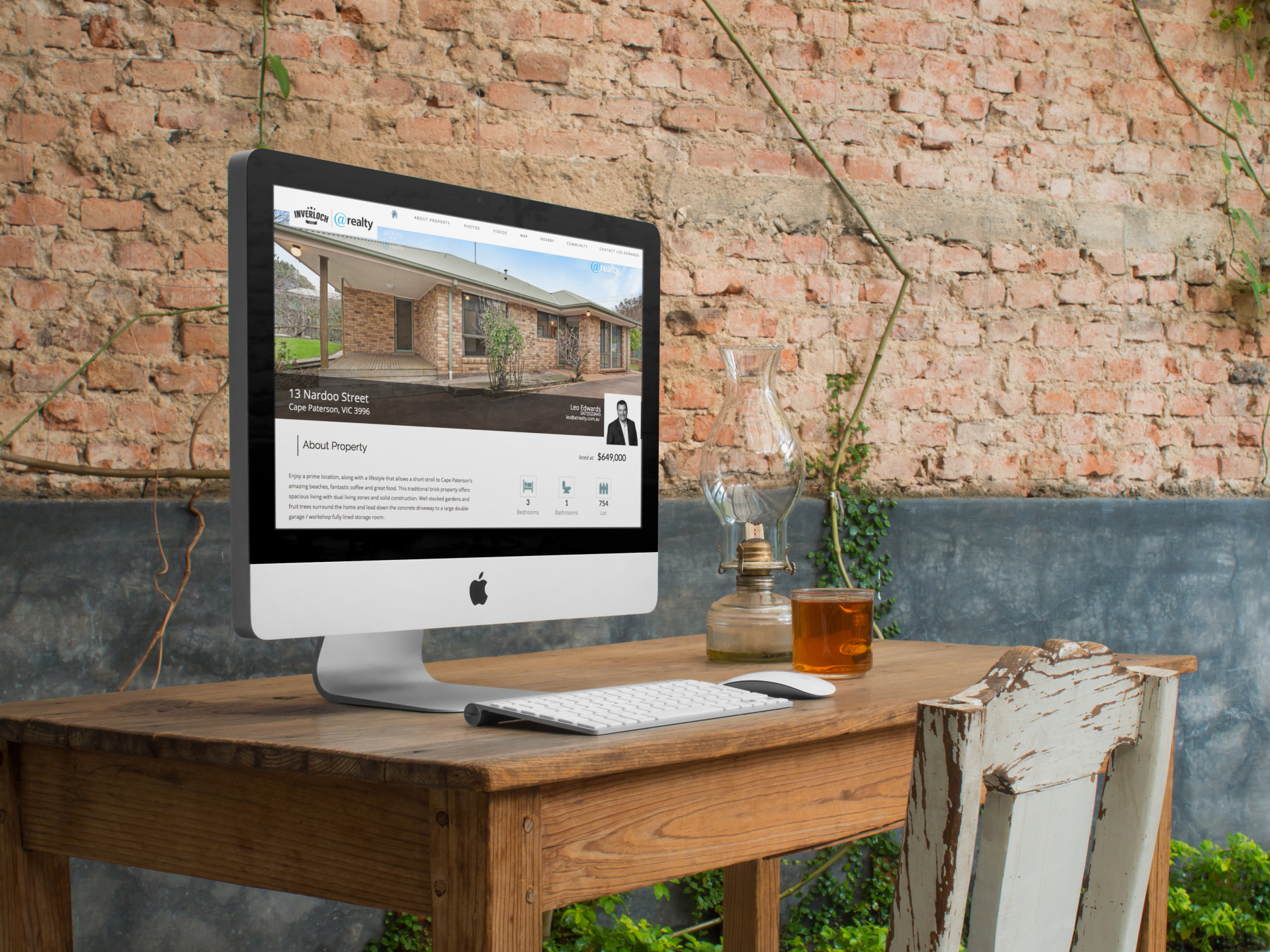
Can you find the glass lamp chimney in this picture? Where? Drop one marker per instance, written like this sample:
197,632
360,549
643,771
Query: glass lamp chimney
752,466
752,475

##########

Write the listing out exactly, apart from its pictures.

Can you find the glass lamp chimney in this picture? Where? Drop one marker per instance, written like this sample:
197,632
360,549
643,771
Query: glass lamp chimney
752,466
752,475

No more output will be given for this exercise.